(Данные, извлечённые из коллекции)
::::

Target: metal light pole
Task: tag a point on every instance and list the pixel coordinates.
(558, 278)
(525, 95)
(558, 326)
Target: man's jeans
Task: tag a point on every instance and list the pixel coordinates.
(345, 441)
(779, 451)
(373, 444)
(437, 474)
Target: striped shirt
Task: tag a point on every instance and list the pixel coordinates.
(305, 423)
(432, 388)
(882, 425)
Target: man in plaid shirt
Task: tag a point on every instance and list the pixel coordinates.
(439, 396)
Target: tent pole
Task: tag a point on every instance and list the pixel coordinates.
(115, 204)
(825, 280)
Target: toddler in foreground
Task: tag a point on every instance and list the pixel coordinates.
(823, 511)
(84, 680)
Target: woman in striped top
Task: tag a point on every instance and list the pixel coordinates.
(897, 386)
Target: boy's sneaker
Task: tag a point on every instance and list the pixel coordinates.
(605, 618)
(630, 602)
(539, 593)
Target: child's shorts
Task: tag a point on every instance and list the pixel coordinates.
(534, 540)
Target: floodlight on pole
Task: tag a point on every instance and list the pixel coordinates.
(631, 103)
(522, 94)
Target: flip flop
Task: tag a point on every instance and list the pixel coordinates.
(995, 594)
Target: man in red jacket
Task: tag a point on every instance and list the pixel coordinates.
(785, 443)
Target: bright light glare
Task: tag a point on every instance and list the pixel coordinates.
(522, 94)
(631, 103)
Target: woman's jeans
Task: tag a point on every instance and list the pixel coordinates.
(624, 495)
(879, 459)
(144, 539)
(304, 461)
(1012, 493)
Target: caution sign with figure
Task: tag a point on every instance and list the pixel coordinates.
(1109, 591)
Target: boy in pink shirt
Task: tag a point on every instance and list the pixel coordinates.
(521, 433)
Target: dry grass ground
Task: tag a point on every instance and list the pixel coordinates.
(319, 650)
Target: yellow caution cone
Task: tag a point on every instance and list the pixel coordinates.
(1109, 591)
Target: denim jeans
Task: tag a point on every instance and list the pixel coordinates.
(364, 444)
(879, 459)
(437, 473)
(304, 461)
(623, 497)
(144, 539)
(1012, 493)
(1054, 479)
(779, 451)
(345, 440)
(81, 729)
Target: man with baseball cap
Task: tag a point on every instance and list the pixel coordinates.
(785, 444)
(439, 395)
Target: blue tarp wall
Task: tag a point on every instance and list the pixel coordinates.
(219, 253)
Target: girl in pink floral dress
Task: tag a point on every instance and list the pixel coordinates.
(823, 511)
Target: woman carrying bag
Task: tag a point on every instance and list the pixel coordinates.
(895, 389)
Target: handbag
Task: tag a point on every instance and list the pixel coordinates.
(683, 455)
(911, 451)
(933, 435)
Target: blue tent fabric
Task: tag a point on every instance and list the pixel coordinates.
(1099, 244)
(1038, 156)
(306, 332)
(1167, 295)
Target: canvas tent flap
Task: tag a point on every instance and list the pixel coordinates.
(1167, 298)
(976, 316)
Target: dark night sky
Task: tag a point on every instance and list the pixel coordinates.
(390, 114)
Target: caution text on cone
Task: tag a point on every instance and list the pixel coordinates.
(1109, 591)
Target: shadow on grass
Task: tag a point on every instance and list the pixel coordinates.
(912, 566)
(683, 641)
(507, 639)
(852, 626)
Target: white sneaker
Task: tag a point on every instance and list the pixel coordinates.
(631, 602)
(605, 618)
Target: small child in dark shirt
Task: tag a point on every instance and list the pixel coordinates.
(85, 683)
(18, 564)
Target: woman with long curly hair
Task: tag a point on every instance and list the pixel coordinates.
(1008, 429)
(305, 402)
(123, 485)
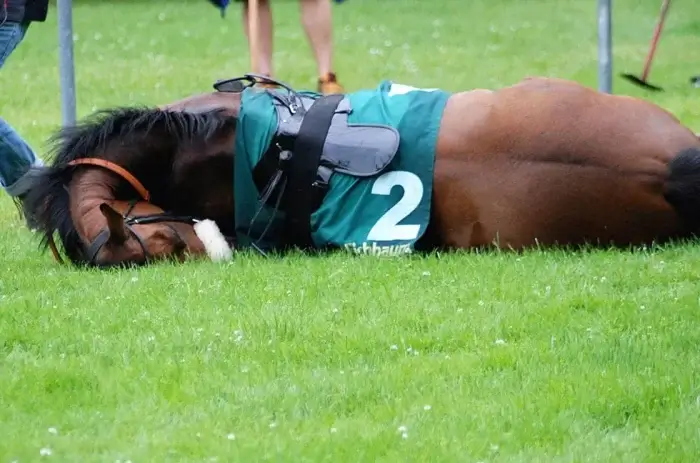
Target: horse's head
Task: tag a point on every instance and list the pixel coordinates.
(98, 230)
(131, 232)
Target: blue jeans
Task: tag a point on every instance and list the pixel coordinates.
(16, 157)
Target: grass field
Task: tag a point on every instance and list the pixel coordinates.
(546, 356)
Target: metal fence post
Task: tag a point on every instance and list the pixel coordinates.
(66, 62)
(605, 46)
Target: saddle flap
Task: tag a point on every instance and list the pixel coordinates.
(358, 150)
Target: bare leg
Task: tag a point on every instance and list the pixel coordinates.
(317, 19)
(265, 36)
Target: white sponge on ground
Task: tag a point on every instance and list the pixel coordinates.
(214, 242)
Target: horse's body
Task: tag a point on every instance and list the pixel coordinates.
(542, 162)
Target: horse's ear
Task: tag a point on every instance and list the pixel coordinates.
(115, 224)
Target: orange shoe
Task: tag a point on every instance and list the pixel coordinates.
(329, 85)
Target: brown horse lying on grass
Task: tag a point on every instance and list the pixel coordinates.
(387, 170)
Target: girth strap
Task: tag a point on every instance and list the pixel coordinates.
(303, 170)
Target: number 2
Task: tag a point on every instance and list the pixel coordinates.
(387, 228)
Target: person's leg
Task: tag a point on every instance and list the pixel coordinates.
(16, 157)
(317, 19)
(264, 36)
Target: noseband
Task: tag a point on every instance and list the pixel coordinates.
(101, 239)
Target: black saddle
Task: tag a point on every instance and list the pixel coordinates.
(313, 141)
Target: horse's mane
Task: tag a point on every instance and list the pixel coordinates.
(47, 202)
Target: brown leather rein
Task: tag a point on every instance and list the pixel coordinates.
(103, 236)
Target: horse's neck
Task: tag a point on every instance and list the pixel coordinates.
(228, 103)
(89, 188)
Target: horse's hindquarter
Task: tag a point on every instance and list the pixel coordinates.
(549, 161)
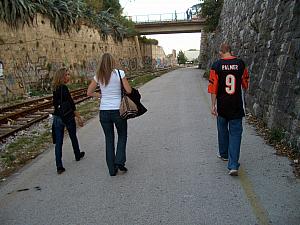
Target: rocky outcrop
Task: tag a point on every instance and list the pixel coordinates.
(266, 34)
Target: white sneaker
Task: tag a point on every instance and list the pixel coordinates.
(220, 157)
(233, 173)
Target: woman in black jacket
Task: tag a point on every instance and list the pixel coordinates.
(64, 116)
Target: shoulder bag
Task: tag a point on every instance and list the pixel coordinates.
(128, 108)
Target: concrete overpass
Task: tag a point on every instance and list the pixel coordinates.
(170, 27)
(173, 24)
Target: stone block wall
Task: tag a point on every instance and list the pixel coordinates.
(32, 54)
(266, 34)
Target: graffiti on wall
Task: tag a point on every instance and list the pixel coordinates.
(129, 64)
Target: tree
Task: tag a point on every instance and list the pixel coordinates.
(96, 5)
(181, 58)
(211, 10)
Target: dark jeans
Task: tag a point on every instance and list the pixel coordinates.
(59, 127)
(109, 118)
(229, 137)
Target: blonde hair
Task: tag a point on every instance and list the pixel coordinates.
(225, 48)
(58, 78)
(106, 66)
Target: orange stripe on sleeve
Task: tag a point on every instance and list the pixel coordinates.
(245, 79)
(213, 82)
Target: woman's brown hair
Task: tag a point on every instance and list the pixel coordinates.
(106, 66)
(58, 78)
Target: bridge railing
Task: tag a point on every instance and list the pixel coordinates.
(160, 18)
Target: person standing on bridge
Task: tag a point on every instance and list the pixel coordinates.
(227, 76)
(61, 96)
(109, 78)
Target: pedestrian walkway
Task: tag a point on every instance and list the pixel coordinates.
(174, 174)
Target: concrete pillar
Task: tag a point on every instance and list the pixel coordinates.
(202, 50)
(139, 55)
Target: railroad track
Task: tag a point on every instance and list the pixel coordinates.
(21, 116)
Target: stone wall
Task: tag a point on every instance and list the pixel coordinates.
(266, 34)
(32, 54)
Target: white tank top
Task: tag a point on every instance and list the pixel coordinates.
(111, 94)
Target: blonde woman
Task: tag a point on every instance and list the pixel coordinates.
(61, 95)
(109, 80)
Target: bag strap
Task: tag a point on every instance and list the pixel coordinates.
(61, 95)
(122, 87)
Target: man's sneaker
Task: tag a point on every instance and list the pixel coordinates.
(122, 168)
(233, 173)
(222, 158)
(81, 155)
(60, 170)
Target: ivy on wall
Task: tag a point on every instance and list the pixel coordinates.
(211, 10)
(64, 15)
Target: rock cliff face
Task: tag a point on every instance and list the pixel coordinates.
(266, 34)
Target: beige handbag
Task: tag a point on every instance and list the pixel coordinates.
(128, 108)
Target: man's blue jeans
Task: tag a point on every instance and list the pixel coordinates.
(109, 118)
(229, 137)
(59, 127)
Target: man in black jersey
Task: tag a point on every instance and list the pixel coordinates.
(227, 76)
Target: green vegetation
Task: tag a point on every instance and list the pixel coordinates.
(29, 146)
(181, 58)
(66, 15)
(276, 135)
(211, 10)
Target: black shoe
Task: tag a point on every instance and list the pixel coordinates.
(114, 173)
(81, 155)
(60, 170)
(122, 168)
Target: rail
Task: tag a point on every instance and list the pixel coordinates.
(21, 116)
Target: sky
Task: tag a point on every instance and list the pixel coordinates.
(167, 41)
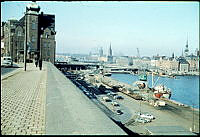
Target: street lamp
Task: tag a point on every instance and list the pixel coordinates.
(25, 42)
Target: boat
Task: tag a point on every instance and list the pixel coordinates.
(107, 74)
(162, 91)
(142, 83)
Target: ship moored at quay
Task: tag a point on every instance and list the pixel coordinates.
(145, 99)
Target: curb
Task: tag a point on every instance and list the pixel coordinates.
(11, 73)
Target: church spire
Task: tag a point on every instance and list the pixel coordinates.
(110, 50)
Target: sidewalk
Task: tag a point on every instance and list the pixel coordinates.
(23, 98)
(45, 102)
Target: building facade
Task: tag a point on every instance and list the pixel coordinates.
(35, 30)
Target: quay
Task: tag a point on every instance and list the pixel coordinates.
(45, 102)
(175, 114)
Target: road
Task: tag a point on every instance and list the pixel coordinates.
(169, 115)
(6, 70)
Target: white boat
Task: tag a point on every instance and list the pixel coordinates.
(162, 91)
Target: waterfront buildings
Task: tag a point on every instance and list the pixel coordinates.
(110, 56)
(34, 28)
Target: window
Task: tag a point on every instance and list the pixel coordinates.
(19, 33)
(33, 25)
(33, 39)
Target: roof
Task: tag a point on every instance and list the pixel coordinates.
(168, 130)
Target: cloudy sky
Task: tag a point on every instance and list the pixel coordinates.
(153, 27)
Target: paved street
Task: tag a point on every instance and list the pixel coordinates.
(35, 102)
(23, 102)
(5, 70)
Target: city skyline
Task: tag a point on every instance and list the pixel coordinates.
(153, 27)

::::

■ **Задание**
Отредактируйте всё от строки с «Target: city skyline» до конца строк: замените «city skyline» на «urban skyline», остальное оставьте без изменений.

■ **Ответ к заданию**
Target: urban skyline
Task: tag a point on every instance and list the pixel coordinates.
(153, 27)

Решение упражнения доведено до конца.